* _REQUIRED WORK_
Look below for the line with "Target: fence post". Extract that line and each one after it through the last, word for word.
+===+
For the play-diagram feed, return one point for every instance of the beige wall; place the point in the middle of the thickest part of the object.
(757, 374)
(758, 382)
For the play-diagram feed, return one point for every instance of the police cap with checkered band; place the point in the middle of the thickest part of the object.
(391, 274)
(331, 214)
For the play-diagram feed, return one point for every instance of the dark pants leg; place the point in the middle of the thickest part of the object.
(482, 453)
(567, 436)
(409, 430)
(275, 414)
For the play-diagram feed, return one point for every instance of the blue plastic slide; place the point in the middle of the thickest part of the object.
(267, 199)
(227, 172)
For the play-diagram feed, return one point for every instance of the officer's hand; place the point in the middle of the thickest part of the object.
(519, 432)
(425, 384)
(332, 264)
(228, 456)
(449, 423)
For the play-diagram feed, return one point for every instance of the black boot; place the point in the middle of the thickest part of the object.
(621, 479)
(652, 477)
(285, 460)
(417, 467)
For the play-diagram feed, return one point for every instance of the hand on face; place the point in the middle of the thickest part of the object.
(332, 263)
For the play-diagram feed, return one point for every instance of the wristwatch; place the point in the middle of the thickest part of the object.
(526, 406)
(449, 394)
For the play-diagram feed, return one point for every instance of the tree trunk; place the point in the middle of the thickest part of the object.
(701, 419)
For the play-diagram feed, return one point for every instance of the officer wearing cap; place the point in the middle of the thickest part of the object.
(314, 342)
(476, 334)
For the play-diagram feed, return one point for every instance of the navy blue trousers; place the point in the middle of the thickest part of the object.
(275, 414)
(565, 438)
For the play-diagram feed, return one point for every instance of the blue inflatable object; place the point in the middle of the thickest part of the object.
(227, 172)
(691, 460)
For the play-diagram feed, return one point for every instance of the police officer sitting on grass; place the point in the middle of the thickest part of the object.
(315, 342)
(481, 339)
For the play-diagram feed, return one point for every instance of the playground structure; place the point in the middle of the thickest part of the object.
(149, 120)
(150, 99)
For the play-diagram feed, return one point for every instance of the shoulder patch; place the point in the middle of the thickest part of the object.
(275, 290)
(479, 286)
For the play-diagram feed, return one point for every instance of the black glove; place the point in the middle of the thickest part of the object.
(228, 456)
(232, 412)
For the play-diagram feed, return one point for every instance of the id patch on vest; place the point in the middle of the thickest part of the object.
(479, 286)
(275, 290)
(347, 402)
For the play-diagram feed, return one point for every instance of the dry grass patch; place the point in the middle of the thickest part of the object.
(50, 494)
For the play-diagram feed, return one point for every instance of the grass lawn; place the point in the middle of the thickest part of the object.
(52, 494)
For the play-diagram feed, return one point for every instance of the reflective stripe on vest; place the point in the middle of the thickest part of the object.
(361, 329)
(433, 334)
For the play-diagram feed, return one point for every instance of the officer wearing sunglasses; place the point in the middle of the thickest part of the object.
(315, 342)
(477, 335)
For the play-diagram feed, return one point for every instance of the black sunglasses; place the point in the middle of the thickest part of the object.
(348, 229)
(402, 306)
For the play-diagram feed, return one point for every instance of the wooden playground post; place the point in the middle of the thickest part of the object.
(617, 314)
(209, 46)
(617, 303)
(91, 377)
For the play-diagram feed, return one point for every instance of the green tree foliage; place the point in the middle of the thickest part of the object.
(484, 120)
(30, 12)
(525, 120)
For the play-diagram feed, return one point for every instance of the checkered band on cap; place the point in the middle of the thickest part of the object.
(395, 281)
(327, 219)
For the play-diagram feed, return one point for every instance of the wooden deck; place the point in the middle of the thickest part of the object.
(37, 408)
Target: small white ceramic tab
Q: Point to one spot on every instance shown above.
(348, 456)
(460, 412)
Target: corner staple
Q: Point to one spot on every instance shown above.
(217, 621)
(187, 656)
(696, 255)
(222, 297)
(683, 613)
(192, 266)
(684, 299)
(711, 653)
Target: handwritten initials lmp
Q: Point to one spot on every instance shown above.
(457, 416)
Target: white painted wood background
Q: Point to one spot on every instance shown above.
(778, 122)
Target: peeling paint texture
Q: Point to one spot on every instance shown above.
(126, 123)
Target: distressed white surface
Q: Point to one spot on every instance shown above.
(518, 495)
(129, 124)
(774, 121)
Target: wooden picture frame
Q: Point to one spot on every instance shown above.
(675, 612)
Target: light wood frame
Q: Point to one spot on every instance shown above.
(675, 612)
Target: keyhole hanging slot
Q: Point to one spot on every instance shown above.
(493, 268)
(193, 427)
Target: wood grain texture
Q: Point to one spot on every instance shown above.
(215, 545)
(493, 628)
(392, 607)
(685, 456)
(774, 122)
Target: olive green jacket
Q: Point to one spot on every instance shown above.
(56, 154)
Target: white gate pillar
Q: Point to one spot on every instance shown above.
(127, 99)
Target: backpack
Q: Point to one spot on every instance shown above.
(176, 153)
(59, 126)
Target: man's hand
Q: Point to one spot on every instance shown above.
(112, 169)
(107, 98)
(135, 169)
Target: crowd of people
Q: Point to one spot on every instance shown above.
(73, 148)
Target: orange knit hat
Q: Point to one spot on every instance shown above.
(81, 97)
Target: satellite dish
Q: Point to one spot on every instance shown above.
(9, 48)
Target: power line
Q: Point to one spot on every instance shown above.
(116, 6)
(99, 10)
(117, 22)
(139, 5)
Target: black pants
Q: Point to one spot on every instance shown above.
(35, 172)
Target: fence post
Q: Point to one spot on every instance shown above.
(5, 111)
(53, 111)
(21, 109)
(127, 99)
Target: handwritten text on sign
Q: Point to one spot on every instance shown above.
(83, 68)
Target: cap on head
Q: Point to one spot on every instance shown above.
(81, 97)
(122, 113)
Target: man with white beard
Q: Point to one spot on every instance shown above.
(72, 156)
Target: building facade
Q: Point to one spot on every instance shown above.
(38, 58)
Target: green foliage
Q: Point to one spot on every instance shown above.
+===+
* _OUTPUT OF THE TASK_
Target: fence post
Q: Point to one spot on every instance shown above.
(5, 111)
(53, 111)
(21, 109)
(127, 99)
Target: handwritten text on sign
Q: Point to one spot on every instance shown above.
(83, 68)
Target: cap on head
Q: Point to one spot on every instance shown above.
(81, 97)
(122, 113)
Target: man with white beard
Q: Point to one spot on every instance shown above.
(72, 156)
Target: building facade
Q: Point to one spot on every instance shown above.
(38, 58)
Target: green foliage
Q: Point to one spot on every instance shown above.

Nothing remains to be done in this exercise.